The task → Set down the records that follow exactly, every line of them.

Data in this exercise →
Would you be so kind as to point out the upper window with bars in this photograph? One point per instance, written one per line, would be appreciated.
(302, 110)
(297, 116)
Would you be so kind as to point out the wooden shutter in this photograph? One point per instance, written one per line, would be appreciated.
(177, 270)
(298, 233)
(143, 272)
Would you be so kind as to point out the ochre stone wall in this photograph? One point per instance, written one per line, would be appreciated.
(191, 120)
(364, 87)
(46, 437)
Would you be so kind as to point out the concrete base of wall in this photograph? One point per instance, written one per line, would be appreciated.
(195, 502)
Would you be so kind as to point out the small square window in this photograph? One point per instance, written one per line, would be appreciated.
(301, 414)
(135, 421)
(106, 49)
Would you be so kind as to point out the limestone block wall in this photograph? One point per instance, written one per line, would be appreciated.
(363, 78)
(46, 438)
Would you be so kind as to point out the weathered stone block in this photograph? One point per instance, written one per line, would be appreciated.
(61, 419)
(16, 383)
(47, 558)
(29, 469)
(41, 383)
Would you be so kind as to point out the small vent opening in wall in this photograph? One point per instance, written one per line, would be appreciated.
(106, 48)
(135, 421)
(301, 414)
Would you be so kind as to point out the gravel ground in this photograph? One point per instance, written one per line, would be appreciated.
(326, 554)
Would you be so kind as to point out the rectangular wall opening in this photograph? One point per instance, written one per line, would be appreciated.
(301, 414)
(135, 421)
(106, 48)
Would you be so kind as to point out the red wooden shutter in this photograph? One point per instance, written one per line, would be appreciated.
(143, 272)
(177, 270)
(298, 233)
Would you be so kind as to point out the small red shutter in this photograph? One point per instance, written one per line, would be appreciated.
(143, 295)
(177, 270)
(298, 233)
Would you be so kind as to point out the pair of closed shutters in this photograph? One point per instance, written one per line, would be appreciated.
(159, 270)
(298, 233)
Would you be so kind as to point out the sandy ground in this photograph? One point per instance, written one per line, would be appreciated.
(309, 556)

Answer box →
Would you be so kind as to point out the upper window with bars in this photograph? One point per instance, written one per line, would be appreciated.
(302, 110)
(297, 116)
Would you be so kind as to point out the wooden shutter in this photograph? One point per instance, written one per line, would be appreciated.
(177, 270)
(298, 233)
(143, 272)
Would you be so kind as to point out the ochre stone wall in this photograph? One point per instance, written one per line, would be appreciated.
(191, 120)
(364, 87)
(46, 437)
Would you be so kind as to point out the concrete base of wall in this photograph? One point per instance, written one per line, would be appreciated.
(195, 502)
Would you be so kind as to point out the small square window in this photograph? One point per instance, written one per line, would be appreciated.
(301, 414)
(135, 421)
(106, 49)
Would you be so kind as to point out the limestone block wall in this photograph? One point per instance, written one per line, would be appreciated.
(363, 78)
(46, 438)
Would you be so kind as to point out the weathered stone block in this photograph? One point per instance, written one per line, would be appreciated.
(61, 419)
(16, 383)
(47, 558)
(29, 469)
(41, 383)
Would you be so kind as to point out the small vent opening in wall in this photograph? One point per instance, written one per line, would be appreciated.
(106, 48)
(135, 421)
(301, 414)
Would you be so kind as to point out the gravel ground in this photograph? One point per instance, written one per line, would be appreciated.
(326, 554)
Would you be so kind as to point out the rectangular wall opening in this photograph? One point per instance, written one per line, would be appreciated.
(301, 414)
(135, 421)
(106, 48)
Would you be so kind as to point out the red wooden shutter in this photograph? One point per instance, written one per line, would be appreciated.
(143, 272)
(177, 270)
(298, 233)
Would you be so kind as to point out the small red shutter in this photograph? One point per instance, written one per line, would be appreciated.
(143, 295)
(177, 270)
(298, 233)
Would you be so kind as to point out the pair of closed shutters in this photograph? One point per instance, written one per line, would be appreciated.
(159, 270)
(298, 233)
Would you be so kind as to point out the sandy ground in this photograph? One point per instance, written one per line, would be appreciated.
(309, 556)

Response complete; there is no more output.